Requirement:
Duplicate the following lines word for word.

** Start of Task material **

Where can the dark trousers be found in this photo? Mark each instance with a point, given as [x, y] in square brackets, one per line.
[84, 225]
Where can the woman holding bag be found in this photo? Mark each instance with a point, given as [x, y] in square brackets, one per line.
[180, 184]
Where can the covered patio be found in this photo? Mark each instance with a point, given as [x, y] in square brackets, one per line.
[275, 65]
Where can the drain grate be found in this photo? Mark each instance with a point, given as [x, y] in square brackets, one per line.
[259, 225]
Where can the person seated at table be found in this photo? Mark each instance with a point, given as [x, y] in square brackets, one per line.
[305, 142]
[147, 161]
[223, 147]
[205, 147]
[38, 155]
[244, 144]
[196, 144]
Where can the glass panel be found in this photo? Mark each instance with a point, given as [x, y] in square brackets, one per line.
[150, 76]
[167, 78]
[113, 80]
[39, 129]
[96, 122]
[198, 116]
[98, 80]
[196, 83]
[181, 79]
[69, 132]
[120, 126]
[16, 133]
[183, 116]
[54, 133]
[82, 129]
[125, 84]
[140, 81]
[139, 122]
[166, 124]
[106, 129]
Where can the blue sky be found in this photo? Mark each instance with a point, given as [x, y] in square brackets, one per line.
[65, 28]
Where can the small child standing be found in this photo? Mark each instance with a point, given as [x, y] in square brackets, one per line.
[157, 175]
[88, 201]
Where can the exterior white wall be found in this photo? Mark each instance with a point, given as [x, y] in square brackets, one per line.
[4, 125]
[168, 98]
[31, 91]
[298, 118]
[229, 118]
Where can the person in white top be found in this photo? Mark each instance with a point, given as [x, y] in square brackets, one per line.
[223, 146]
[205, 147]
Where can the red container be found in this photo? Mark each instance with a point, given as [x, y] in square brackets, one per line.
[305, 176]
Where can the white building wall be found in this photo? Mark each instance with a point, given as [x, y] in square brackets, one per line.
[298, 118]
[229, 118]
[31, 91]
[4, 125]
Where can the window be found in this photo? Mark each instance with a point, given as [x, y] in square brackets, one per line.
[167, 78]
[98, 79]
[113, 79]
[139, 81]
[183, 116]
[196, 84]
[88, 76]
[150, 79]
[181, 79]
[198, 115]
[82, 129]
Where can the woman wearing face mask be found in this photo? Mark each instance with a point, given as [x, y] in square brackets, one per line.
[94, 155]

** End of Task material **

Written response:
Where can the dark trousers be found in this photo? Mark each instance with a point, given as [x, y] in square brackets, one per line.
[84, 225]
Where can the woman holding bag be found in this photo? Mark each instance with a point, given as [x, y] in square brackets, one per line.
[180, 184]
Where can the covered patio be found in this photo? Mark each instance with a point, given as [x, y] in square brackets, one per line.
[275, 65]
Where can the drain grate be found in this photo? Mark each instance with a point, given as [x, y] in square brackets, one per line.
[259, 225]
Where can the person seated at table be found in this photo? Mark each instance with a point, given as [x, y] in square brackets, one per line.
[305, 142]
[147, 161]
[223, 147]
[205, 147]
[38, 155]
[244, 144]
[196, 144]
Where can the glass panel be found in this photo? Mark each instance with a point, given as [x, y] in square brackets, one per line.
[150, 76]
[167, 78]
[113, 80]
[39, 129]
[96, 122]
[198, 116]
[98, 80]
[196, 83]
[181, 79]
[69, 132]
[120, 126]
[16, 133]
[183, 116]
[54, 133]
[82, 129]
[125, 84]
[140, 81]
[139, 122]
[166, 124]
[106, 129]
Where can the blue sky be found in this photo? Mark each instance with a point, given as [x, y] in square brackets, one per line.
[65, 28]
Where can the small child standing be found in this photo? Mark each instance with a point, given as [x, y] in square brackets, one per line.
[157, 175]
[88, 201]
Where can the exterior white wall be found in this photo? Mark each instance with a point, given as [x, y] in square brackets, one per line.
[4, 125]
[168, 98]
[31, 91]
[298, 118]
[229, 118]
Where can the person in white top be found in this photo? Mark each instance with a point, given as [x, y] in square brackets, one per line.
[223, 146]
[205, 147]
Where can the red container be found in this photo? Mark each instance with a point, given as [x, y] in square brackets, one per line.
[305, 176]
Where can the white building wall be found in this photo? Mark each instance with a point, given as [x, y] in square brackets, one per line.
[298, 118]
[229, 118]
[31, 91]
[4, 125]
Where can the window be found in this photo? Mark each instance with a point, given as [x, y] in square brackets, one per line.
[167, 78]
[98, 79]
[113, 79]
[139, 81]
[183, 116]
[196, 84]
[88, 76]
[150, 79]
[181, 79]
[198, 115]
[82, 129]
Where can the woman wearing face mask be found in this photo? Mark each instance with a point, given as [x, y] in square brackets, one per line.
[94, 155]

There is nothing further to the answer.